■ Required task: How many lines of the records contain the word "wire"? Reply with the number only.

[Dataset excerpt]
● ● ● ● ● ● ●
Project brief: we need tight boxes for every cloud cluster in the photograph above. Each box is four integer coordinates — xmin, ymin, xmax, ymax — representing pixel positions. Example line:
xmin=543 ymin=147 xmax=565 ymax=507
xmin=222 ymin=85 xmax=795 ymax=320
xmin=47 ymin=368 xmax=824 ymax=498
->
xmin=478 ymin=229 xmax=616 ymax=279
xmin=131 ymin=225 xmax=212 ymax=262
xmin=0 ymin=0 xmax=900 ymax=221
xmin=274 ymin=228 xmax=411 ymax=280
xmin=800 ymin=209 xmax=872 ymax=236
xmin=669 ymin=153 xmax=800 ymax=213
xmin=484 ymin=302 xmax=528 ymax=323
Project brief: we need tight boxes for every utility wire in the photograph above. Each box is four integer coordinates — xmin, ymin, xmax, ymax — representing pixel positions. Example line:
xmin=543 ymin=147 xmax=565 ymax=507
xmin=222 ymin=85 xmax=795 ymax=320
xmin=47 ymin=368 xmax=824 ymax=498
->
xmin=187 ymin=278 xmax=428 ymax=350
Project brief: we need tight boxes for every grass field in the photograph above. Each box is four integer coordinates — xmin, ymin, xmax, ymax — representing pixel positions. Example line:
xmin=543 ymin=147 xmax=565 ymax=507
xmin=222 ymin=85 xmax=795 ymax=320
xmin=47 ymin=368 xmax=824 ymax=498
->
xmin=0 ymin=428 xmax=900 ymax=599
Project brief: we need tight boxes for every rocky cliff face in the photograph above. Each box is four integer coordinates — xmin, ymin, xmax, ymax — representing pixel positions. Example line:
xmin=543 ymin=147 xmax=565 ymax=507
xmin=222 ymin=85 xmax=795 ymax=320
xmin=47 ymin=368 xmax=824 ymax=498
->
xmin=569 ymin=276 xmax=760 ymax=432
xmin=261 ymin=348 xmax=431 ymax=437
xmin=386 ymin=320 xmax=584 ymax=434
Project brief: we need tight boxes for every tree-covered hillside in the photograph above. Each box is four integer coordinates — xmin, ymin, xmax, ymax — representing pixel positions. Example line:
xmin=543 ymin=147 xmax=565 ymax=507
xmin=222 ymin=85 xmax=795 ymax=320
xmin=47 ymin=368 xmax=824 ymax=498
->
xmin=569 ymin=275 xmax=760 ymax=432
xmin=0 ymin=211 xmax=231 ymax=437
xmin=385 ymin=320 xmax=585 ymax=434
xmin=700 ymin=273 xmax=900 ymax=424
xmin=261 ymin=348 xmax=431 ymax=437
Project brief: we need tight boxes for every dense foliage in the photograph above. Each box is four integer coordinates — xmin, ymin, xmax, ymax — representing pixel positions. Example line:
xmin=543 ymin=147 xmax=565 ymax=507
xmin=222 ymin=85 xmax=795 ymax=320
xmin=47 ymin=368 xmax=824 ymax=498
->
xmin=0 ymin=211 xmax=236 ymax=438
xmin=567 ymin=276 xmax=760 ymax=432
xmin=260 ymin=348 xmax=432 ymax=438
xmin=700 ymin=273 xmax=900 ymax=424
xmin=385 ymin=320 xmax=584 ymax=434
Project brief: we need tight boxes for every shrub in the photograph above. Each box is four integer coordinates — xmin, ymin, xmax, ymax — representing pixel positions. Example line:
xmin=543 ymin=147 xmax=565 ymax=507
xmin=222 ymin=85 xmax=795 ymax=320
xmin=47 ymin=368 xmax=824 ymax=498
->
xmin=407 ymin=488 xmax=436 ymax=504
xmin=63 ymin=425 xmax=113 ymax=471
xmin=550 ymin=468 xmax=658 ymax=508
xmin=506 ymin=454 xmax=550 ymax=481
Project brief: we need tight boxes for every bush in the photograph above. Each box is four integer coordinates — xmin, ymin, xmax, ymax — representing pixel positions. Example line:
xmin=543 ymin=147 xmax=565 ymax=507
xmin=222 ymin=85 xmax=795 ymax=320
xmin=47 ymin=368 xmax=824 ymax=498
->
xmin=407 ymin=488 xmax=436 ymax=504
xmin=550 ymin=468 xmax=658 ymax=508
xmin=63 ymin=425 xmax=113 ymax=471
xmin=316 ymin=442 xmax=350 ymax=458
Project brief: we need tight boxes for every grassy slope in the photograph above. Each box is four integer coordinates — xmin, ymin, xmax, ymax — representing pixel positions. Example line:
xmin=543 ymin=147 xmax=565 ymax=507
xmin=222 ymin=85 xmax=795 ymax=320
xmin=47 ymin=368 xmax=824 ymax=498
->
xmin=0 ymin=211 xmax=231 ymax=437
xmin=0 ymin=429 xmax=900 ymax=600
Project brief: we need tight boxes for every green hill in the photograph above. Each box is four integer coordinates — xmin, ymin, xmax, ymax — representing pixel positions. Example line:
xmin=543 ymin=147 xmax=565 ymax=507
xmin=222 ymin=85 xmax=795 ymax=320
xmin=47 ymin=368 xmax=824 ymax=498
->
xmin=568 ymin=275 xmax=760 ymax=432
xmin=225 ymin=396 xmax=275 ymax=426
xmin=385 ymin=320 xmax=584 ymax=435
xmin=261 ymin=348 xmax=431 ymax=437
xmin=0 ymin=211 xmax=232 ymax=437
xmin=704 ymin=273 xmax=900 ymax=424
● ● ● ● ● ● ●
■ The result: 1